**SOURCE:**
For your position to be correct, you’d need to show that Kant believes the noumenal realm exists, and yet we somehow can’t access it. This would be strange on account of his understanding of existence - which excludes that which is not a possible object of experience.
I realize many people interpret Kant differently, but unless you actually want to argue for the very strange “dual world” interpretation of Kant, you can’t just assert it - as it is for the most part belied by the text.
Eric, it’s epistemology. Specifically, human epistemology.
Here’s the structure so far. It’s all in there, if you do a close reading, but it doesn’t hurt to extract it and I am certainly happy to do so. Hopefully this make it easier to see how things hang together.
In the present posts I began to show that there aren’t any general claims about truth (and later, meaning). Hence, the conclusion, which has not been supported yet, is that:
Both (1) and (2) draw upon Wright, and have been cited in that way. That’s how he’s indispensable.
In the second part, I have begun trying to show (4). Here’s how:
I have not yet talked about the collective, which will come in the third part. Nor have I talked about realism about meaning, which is also forthcoming.
I agree that discussing noumena is hunting snipe, but Tristan was interested in talking about it, so we have been. As you put it, that is what blogs are for. As an aside, I think your comment about pluralization of noumena is in error. We can’t fit noumena into any categories, including that of number. So it’s a matter of no significance whether or not we pluralize it or treat it as a singular. That’s also why we find Kant flipping back and forth between noumenon and noumena in the text: http://www.gutenberg.org/dirs/etext03/cprrn10.txt
Hopefully that clears things up enough to make things intelligible.
Edited Friday July 23@ 8:30. Only typography changed, for clarity; otherwise, content preserved.
I thought that Kant didn’t go for either the real or anti-real distinction because they are both transcendentally real views. He was concerned about the transcendentally real and ideal distinction. Everyone except Kant (and Wittgenstein…) is a transcendental realist (things are the source of their own appearance).
Kant’s transcendentally ideal phenemona were no more or less than what they appear as. Hence phenomena are empty, but only in the sense that they have no hidden, inner, transcendentally real, properties.

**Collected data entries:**

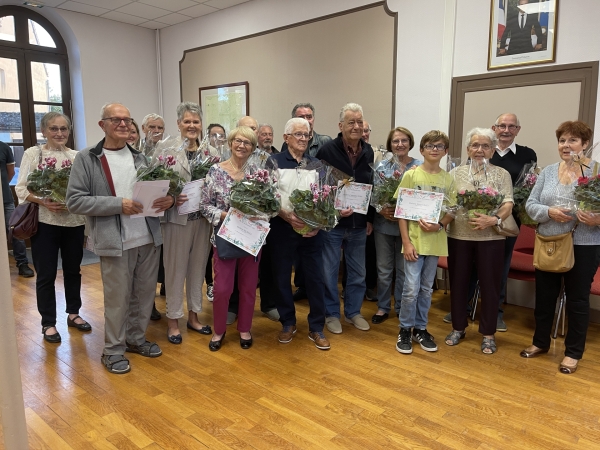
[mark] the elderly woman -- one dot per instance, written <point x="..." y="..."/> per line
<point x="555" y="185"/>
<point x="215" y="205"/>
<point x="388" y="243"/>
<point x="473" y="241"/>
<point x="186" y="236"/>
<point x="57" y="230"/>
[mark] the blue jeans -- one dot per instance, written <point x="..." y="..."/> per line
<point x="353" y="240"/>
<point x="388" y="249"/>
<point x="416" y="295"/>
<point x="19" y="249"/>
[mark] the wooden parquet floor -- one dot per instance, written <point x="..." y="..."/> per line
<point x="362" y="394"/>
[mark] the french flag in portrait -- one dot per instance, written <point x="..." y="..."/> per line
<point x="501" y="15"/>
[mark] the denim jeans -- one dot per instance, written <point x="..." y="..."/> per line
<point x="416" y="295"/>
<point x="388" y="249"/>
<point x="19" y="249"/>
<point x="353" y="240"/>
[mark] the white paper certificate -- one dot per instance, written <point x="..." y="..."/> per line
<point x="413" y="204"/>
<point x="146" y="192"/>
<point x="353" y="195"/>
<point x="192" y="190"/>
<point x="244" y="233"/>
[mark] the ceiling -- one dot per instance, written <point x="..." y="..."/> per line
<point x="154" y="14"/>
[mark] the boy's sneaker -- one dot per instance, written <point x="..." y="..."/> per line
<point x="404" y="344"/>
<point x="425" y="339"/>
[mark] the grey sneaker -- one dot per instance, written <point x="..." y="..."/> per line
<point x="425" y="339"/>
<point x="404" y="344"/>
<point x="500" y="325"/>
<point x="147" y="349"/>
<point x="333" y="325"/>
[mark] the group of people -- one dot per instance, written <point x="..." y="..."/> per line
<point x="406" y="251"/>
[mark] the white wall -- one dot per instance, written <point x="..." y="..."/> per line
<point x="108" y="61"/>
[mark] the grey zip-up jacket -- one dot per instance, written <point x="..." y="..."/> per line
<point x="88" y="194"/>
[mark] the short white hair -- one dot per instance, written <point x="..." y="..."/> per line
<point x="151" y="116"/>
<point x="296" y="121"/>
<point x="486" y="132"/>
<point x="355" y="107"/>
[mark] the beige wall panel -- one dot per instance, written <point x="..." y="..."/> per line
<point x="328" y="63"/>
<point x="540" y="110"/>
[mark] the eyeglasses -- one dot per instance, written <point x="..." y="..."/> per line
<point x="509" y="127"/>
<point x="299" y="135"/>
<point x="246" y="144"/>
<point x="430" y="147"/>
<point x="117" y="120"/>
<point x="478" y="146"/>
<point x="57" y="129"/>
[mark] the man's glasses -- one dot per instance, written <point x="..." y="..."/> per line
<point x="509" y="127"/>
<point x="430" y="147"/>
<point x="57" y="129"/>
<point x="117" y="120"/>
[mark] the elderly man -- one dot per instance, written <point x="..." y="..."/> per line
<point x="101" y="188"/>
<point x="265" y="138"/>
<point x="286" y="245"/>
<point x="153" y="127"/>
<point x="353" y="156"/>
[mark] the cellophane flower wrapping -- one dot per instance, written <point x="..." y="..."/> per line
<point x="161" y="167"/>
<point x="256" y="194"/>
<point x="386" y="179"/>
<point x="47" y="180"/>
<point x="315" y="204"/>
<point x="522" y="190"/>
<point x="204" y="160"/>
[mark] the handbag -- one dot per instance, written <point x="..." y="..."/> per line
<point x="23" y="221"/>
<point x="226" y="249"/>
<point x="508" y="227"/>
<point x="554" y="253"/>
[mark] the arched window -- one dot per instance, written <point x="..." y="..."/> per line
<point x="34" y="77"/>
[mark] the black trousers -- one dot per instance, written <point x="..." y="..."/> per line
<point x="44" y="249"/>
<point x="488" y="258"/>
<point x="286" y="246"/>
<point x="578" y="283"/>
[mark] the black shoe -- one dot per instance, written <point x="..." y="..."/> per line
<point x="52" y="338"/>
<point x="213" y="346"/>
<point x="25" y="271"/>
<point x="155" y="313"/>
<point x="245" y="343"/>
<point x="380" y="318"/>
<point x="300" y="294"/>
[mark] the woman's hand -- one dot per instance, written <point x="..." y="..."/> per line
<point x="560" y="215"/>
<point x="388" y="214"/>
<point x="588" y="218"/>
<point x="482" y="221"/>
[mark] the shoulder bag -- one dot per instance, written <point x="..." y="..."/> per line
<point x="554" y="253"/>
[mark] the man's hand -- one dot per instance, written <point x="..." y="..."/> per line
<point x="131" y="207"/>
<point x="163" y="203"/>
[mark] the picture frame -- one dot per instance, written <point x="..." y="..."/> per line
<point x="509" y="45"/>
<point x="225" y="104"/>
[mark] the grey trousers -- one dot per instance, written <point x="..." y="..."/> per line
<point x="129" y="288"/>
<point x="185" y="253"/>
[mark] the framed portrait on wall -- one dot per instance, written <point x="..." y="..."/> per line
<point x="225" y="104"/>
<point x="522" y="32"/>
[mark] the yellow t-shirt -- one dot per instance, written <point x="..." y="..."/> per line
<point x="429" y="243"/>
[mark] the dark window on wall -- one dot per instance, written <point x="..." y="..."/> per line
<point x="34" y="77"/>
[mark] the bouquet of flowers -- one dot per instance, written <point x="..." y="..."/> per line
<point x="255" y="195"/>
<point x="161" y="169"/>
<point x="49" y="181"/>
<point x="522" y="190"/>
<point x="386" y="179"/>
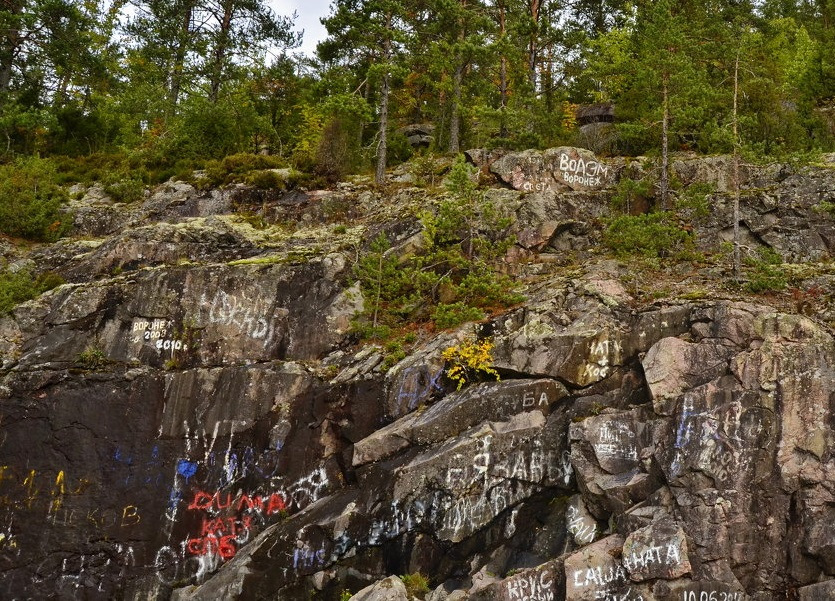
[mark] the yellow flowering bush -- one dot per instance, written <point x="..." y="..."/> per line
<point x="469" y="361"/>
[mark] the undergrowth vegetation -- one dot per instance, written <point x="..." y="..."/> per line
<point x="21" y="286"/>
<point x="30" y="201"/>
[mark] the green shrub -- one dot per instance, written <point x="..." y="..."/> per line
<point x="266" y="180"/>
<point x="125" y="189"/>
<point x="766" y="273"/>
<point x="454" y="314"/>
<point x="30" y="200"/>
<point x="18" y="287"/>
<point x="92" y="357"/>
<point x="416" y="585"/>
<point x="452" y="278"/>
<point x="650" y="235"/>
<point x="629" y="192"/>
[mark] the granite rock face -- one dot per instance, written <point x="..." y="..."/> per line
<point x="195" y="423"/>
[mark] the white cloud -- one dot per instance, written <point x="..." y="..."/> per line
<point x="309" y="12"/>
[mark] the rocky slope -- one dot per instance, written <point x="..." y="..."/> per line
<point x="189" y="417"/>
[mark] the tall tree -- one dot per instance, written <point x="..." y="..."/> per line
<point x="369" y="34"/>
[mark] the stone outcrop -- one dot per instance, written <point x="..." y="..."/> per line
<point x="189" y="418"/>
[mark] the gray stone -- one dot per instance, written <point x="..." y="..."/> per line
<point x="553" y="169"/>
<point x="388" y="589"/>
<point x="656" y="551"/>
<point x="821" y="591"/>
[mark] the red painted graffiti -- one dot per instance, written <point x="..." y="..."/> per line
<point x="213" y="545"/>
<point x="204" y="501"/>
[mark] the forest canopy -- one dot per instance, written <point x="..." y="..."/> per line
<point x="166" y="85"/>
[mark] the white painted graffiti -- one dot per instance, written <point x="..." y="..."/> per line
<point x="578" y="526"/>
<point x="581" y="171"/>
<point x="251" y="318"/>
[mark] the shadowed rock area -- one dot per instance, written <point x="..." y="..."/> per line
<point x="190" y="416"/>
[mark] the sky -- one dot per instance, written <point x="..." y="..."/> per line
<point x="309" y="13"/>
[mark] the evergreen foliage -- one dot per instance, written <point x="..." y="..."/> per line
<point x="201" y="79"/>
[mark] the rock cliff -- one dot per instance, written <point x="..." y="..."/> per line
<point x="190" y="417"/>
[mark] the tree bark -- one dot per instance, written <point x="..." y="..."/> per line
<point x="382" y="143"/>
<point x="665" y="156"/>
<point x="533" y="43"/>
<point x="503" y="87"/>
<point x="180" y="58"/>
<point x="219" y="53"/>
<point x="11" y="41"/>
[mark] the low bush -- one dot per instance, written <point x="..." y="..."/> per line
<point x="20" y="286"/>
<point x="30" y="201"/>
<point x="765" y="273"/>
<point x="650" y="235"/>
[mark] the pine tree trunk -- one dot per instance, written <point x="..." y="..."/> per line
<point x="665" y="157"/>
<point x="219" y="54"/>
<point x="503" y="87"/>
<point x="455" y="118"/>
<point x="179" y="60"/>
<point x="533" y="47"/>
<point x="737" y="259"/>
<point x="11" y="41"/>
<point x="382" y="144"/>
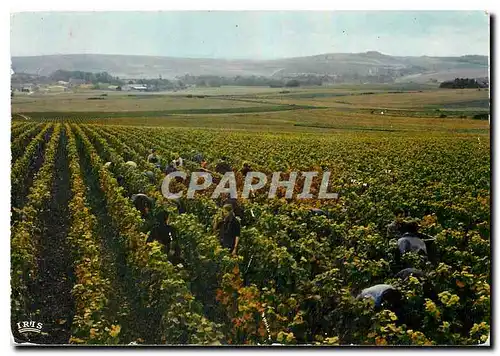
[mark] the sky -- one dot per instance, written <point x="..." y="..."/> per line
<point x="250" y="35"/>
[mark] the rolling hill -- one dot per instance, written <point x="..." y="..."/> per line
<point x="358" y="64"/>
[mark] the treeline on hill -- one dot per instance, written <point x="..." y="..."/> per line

**WHAT IS NEEDED:**
Repeat the part of the Kant discussion that runs from "Kant’s transcendentally ideal" down to "transcendentally real, properties.", word for word.

**ANSWER BELOW:**
Kant’s transcendentally ideal phenemona were no more or less than what they appear as. Hence phenomena are empty, but only in the sense that they have no hidden, inner, transcendentally real, properties.